▸ **PROBLEM**: Look through the records and copy every line in which "below" appears.
★ ★ ★ ★ ★ ★ ★
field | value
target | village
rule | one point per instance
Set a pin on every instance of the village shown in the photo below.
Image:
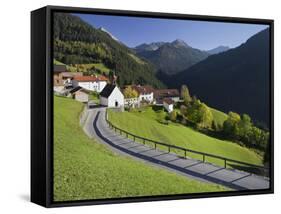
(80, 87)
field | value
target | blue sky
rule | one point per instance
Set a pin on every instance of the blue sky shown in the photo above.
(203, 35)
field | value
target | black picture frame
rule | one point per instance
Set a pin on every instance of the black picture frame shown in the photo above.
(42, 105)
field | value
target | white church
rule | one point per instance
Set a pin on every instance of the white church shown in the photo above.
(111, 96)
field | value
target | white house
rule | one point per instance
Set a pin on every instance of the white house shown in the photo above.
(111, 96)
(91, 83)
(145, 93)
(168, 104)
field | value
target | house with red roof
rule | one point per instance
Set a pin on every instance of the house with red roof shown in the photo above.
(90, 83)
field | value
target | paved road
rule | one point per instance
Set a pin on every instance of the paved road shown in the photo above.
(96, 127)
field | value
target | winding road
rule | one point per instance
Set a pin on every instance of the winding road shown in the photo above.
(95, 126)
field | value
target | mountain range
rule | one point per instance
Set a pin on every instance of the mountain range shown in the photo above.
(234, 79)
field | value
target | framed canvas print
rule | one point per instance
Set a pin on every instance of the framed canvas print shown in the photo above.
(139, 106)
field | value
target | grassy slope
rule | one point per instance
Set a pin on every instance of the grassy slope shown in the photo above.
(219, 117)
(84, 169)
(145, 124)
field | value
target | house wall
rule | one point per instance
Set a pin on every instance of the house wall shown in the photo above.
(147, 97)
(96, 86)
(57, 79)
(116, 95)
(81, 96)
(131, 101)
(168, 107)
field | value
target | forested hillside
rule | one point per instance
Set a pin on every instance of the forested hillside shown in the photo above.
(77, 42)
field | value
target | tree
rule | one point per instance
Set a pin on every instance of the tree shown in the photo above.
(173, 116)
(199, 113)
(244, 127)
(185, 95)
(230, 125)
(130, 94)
★ ★ ★ ★ ★ ★ ★
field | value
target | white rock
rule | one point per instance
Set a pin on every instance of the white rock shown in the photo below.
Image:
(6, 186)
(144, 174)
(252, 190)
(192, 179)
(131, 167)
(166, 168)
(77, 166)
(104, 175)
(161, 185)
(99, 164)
★ ★ ★ ★ ★ ★ ★
▸ **SOLUTION TO THIS EXERCISE**:
Set a pin on every instance of the village shown in the photo below.
Set a pin on every instance of the white rock shown in the photo below.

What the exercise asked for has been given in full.